— Begin RECORDS FOR PROCESSING —
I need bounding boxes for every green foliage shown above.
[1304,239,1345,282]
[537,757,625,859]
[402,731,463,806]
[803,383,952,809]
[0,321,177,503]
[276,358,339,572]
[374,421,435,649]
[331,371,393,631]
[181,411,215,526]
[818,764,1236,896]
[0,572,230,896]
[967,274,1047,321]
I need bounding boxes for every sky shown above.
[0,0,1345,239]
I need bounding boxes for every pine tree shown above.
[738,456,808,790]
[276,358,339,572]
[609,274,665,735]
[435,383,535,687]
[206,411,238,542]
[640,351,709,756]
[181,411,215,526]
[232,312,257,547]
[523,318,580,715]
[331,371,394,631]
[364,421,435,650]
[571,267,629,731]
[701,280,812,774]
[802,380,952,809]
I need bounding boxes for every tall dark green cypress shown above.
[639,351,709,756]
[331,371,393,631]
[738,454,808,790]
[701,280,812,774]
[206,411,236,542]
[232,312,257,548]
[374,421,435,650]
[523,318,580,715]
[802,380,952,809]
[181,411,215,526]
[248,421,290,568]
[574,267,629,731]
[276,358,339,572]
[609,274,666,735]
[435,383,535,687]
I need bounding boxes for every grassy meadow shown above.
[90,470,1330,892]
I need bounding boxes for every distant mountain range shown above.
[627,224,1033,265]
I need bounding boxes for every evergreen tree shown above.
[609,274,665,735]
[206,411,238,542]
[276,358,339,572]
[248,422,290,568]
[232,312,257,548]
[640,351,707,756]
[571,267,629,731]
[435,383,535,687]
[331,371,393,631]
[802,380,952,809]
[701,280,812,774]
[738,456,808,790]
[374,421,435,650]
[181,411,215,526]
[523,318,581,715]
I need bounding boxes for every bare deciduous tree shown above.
— End RECORDS FOR PROCESSING —
WRITTEN EXERCISE. Return every row above word for word, with each line left unchanged.

ANSWER TO THE EXERCISE.
I need bounding boxes for every green foliage shown above.
[1304,239,1345,282]
[537,757,625,859]
[402,731,463,806]
[803,383,952,809]
[0,321,177,503]
[276,358,339,572]
[374,421,435,649]
[331,371,393,631]
[181,411,215,526]
[818,764,1236,896]
[0,572,230,896]
[967,274,1047,321]
I need bounding boxes for every sky shown above.
[0,0,1345,239]
I need bounding boxes for every pine tree shown above.
[738,456,808,790]
[276,358,339,572]
[609,274,665,735]
[435,383,535,687]
[206,411,238,542]
[640,351,709,756]
[181,411,215,526]
[232,312,257,547]
[523,318,580,715]
[331,371,394,631]
[364,421,435,650]
[571,267,629,731]
[701,280,812,774]
[802,380,952,809]
I need bounding boxes for every tall dark green cypress shown above.
[639,351,709,756]
[331,371,393,631]
[738,454,808,790]
[701,280,812,774]
[206,411,236,542]
[232,312,257,548]
[374,421,435,650]
[523,318,580,715]
[802,380,952,809]
[181,411,215,526]
[248,421,290,568]
[574,267,629,731]
[276,358,339,572]
[609,274,666,735]
[435,383,535,687]
I need bounding boxes for every grassy meadow shown above.
[90,470,1330,892]
I need bounding boxes for every distant mountain range shown above.
[627,224,1033,265]
I need bounding boxes for every evergreen tree shown above.
[609,274,665,735]
[206,411,238,542]
[276,358,339,572]
[248,422,290,568]
[232,312,257,548]
[640,351,707,756]
[571,267,629,731]
[435,383,535,687]
[331,371,393,631]
[802,380,952,809]
[701,280,812,774]
[738,456,808,790]
[374,421,435,650]
[181,411,215,526]
[523,318,581,715]
I need bounding boxes for every bare deciduous tree shown above.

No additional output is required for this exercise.